Give the records below again exactly, and exclude each picture.

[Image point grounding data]

>>>>

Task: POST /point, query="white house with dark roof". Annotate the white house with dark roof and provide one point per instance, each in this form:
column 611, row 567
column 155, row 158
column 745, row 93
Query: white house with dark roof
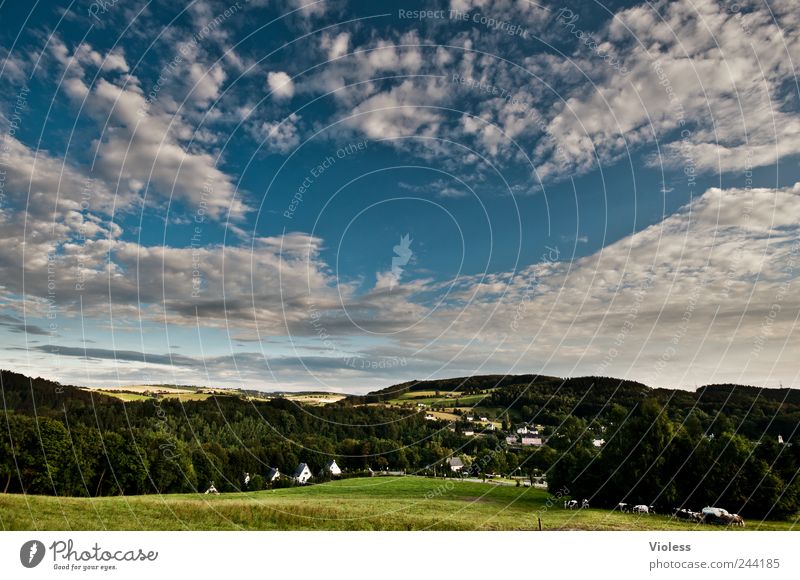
column 332, row 468
column 455, row 464
column 272, row 475
column 302, row 474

<<<<

> [Response to this task]:
Task: POST /point, query="white house with dark roof". Annotate the white house with dark roof and provide one point per instance, each in this form:
column 611, row 567
column 155, row 158
column 745, row 93
Query: white house with dark roof
column 332, row 468
column 455, row 464
column 272, row 475
column 302, row 474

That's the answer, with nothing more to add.